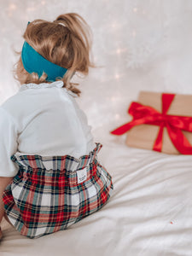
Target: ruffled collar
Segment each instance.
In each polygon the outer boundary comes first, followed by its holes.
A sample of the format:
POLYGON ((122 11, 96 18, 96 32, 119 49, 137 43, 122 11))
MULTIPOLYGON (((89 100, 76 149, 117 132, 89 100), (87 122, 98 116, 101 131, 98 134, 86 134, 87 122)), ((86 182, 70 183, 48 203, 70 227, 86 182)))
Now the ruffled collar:
MULTIPOLYGON (((23 84, 20 88, 20 91, 21 90, 25 90, 27 89, 45 89, 45 88, 62 88, 63 86, 63 82, 62 81, 55 81, 53 83, 41 83, 41 84, 33 84, 33 83, 30 83, 30 84, 23 84)), ((73 97, 77 97, 78 96, 69 90, 67 90, 66 88, 63 88, 63 90, 65 90, 68 94, 72 95, 73 97)))

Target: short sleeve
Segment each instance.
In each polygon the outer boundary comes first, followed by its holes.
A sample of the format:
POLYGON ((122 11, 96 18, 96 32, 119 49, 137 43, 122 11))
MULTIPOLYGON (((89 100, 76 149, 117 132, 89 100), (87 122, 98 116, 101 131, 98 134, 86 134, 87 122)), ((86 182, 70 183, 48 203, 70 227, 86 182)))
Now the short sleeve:
POLYGON ((18 169, 10 157, 17 151, 17 131, 13 117, 0 108, 0 177, 14 177, 18 169))

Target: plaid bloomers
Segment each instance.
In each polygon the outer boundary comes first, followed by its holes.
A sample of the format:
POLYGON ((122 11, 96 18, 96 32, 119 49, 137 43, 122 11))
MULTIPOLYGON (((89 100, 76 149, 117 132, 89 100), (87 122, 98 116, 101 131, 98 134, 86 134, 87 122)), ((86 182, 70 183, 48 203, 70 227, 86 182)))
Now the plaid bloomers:
POLYGON ((112 178, 96 159, 102 145, 87 155, 17 155, 19 172, 3 193, 9 221, 22 236, 37 238, 65 230, 103 207, 112 178))

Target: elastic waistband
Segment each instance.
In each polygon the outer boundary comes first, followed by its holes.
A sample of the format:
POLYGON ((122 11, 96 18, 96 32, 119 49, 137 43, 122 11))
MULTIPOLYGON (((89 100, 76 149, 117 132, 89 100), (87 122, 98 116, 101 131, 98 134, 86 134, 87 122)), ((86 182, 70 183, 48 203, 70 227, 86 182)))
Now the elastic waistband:
POLYGON ((74 172, 90 166, 95 159, 96 154, 102 148, 101 143, 96 143, 96 146, 93 151, 89 154, 84 154, 80 158, 75 158, 69 154, 62 156, 42 156, 38 154, 19 155, 17 154, 11 156, 13 162, 17 164, 20 167, 26 170, 49 170, 49 171, 69 171, 74 172))

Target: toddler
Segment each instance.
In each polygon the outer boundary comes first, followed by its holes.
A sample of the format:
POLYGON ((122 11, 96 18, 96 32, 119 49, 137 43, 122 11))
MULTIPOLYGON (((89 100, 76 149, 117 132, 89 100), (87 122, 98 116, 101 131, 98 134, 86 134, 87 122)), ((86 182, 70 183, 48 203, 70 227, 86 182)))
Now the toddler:
POLYGON ((71 82, 91 67, 88 25, 77 14, 35 20, 24 39, 21 86, 0 107, 0 222, 37 238, 99 210, 113 183, 71 82))

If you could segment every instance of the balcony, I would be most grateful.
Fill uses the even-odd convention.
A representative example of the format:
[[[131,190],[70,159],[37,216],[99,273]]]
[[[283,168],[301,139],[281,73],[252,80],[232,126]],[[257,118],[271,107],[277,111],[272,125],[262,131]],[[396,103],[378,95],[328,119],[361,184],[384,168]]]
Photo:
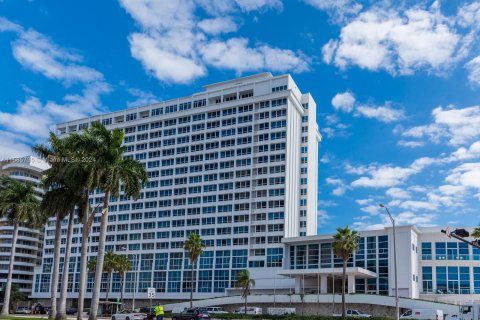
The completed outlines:
[[[440,260],[440,261],[479,261],[480,254],[422,254],[420,255],[421,260]]]

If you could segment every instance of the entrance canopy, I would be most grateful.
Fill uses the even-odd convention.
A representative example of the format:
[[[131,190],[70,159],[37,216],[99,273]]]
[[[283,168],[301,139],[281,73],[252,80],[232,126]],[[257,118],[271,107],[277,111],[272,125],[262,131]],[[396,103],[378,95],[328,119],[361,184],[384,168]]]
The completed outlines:
[[[295,279],[295,292],[328,293],[335,292],[335,287],[341,287],[341,282],[335,285],[343,275],[343,268],[317,268],[281,270],[279,275]],[[377,278],[375,272],[360,267],[346,269],[348,293],[355,293],[356,279]],[[329,280],[331,279],[331,280]]]
[[[290,278],[296,278],[299,276],[317,277],[341,277],[343,274],[343,268],[320,268],[320,269],[294,269],[294,270],[282,270],[278,272],[279,275],[287,276]],[[347,276],[353,276],[356,279],[364,278],[377,278],[378,275],[375,272],[369,271],[360,267],[347,268]]]

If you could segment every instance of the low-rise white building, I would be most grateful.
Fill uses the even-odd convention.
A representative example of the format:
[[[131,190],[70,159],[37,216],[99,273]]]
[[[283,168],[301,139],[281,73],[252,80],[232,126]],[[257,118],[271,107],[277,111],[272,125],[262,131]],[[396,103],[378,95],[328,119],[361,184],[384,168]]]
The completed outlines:
[[[472,231],[473,228],[466,228]],[[395,294],[393,229],[362,231],[347,267],[347,292]],[[473,240],[473,239],[469,239]],[[396,228],[401,297],[462,304],[480,300],[480,249],[441,233],[441,228]],[[341,292],[342,261],[332,235],[284,238],[284,270],[295,293]]]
○ ○ ○ ○
▸ PROBLEM DESCRIPTION:
Reproduce every line of the records above verbatim, omitting the pictures from your copy.

▸ FULL RESPONSE:
Target: ruffled collar
Segment each instance.
In each polygon the outer boundary comes first, followed by its holes.
A sample of the format:
POLYGON ((122 11, 96 18, 96 32, 119 49, 137 43, 122 11))
MULTIPOLYGON (((89 100, 76 149, 117 132, 89 100), (87 122, 98 116, 101 131, 98 134, 86 134, 87 122)), ((86 182, 70 183, 48 203, 70 227, 86 182)))
Now the ruffled collar:
MULTIPOLYGON (((23 84, 20 88, 20 91, 21 90, 25 90, 27 89, 45 89, 45 88, 62 88, 63 86, 63 82, 62 81, 55 81, 53 83, 41 83, 41 84, 33 84, 33 83, 30 83, 30 84, 23 84)), ((73 97, 77 97, 78 96, 69 90, 67 90, 66 88, 63 88, 63 90, 65 90, 68 94, 72 95, 73 97)))

Target: short sleeve
Segment each instance.
In each polygon the outer boundary comes first, followed by its holes.
A sample of the format:
POLYGON ((122 11, 96 18, 96 32, 119 49, 137 43, 122 11))
MULTIPOLYGON (((89 100, 76 149, 117 132, 89 100), (87 122, 98 116, 101 131, 98 134, 86 134, 87 122)), ((86 182, 70 183, 48 203, 70 227, 86 182)))
Now the short sleeve:
POLYGON ((18 169, 10 157, 17 151, 17 131, 13 117, 0 108, 0 177, 14 177, 18 169))

Target: plaid bloomers
Segment each instance.
In each polygon the outer boundary comes first, followed by its holes.
A sample of the format:
POLYGON ((122 11, 96 18, 96 32, 119 49, 137 43, 122 11))
MULTIPOLYGON (((89 100, 76 149, 117 132, 89 100), (87 122, 98 116, 101 131, 98 134, 86 134, 87 122)), ((86 182, 70 183, 48 203, 70 227, 86 182)))
Now the plaid bloomers:
POLYGON ((112 178, 96 159, 102 145, 87 155, 17 155, 19 172, 3 193, 9 221, 22 236, 37 238, 65 230, 103 207, 112 178))

Target: elastic waistband
Segment each instance.
In each polygon the outer boundary comes first, followed by its holes.
A sample of the format:
POLYGON ((122 11, 96 18, 96 32, 119 49, 137 43, 122 11))
MULTIPOLYGON (((89 100, 76 149, 117 132, 89 100), (87 122, 98 116, 101 131, 98 134, 86 134, 87 122)), ((86 182, 70 183, 48 203, 70 227, 86 182)))
Now the elastic waistband:
POLYGON ((74 172, 90 166, 95 159, 96 154, 102 148, 101 143, 96 143, 96 146, 93 151, 89 154, 84 154, 80 158, 75 158, 69 154, 62 156, 42 156, 38 154, 19 155, 17 154, 11 156, 13 162, 17 164, 20 167, 26 170, 49 170, 49 171, 69 171, 74 172))

Target: toddler
Segment each instance.
In each polygon the outer boundary comes first, followed by its holes.
A sample of the format:
POLYGON ((122 11, 96 18, 96 32, 119 49, 137 43, 122 11))
MULTIPOLYGON (((89 100, 76 149, 117 132, 89 100), (87 122, 98 116, 101 131, 98 134, 86 134, 87 122)), ((86 182, 70 183, 48 203, 70 227, 86 182)))
Now the toddler:
POLYGON ((71 82, 91 67, 88 25, 77 14, 35 20, 24 39, 21 86, 0 107, 0 222, 37 238, 99 210, 113 183, 71 82))

If you could segment every instance of the balcony, I would be most grateful.
Fill uses the even-odd convention.
A representative example of the format:
[[[131,190],[70,159],[37,216],[99,273]]]
[[[283,168],[301,139],[281,73],[252,80],[232,126]],[[257,118],[271,107],[277,111],[272,125],[262,131]],[[396,103],[378,95],[328,119],[361,184],[384,168]]]
Photo:
The completed outlines:
[[[440,260],[440,261],[479,261],[480,254],[422,254],[420,255],[421,260]]]

If you could segment every instance of the entrance canopy, I would be most grateful.
Fill uses the even-odd convention.
A representative example of the format:
[[[131,190],[70,159],[37,216],[99,273]]]
[[[283,168],[301,139],[281,73],[252,80],[232,126]],[[257,118],[271,107],[277,111],[272,125],[262,131]],[[396,103],[378,95],[328,119],[361,184],[384,168]]]
The completed outlines:
[[[295,279],[295,292],[328,293],[335,292],[335,287],[341,287],[341,282],[335,285],[343,275],[343,268],[317,268],[281,270],[279,275]],[[377,278],[375,272],[360,267],[346,269],[348,293],[355,293],[356,279]],[[329,280],[331,279],[331,280]]]
[[[290,278],[296,278],[299,276],[317,277],[341,277],[343,274],[343,268],[320,268],[320,269],[294,269],[294,270],[282,270],[278,272],[279,275],[287,276]],[[347,276],[353,276],[356,279],[364,278],[377,278],[378,275],[375,272],[369,271],[360,267],[347,268]]]

If you could segment every instance of the low-rise white building, I would be most grateful.
Fill uses the even-odd convention.
A representative example of the format:
[[[131,190],[70,159],[37,216],[99,273]]]
[[[283,168],[301,139],[281,73],[252,80],[232,126]],[[257,118],[271,107],[277,111],[272,125],[262,131]],[[396,103],[378,95],[328,119],[361,184],[384,168]]]
The completed outlines:
[[[472,231],[473,228],[466,228]],[[395,294],[393,229],[362,231],[347,267],[347,292]],[[473,240],[473,239],[469,239]],[[396,228],[401,297],[462,304],[480,300],[480,249],[441,233],[441,228]],[[341,292],[342,261],[332,235],[284,238],[284,270],[295,293]]]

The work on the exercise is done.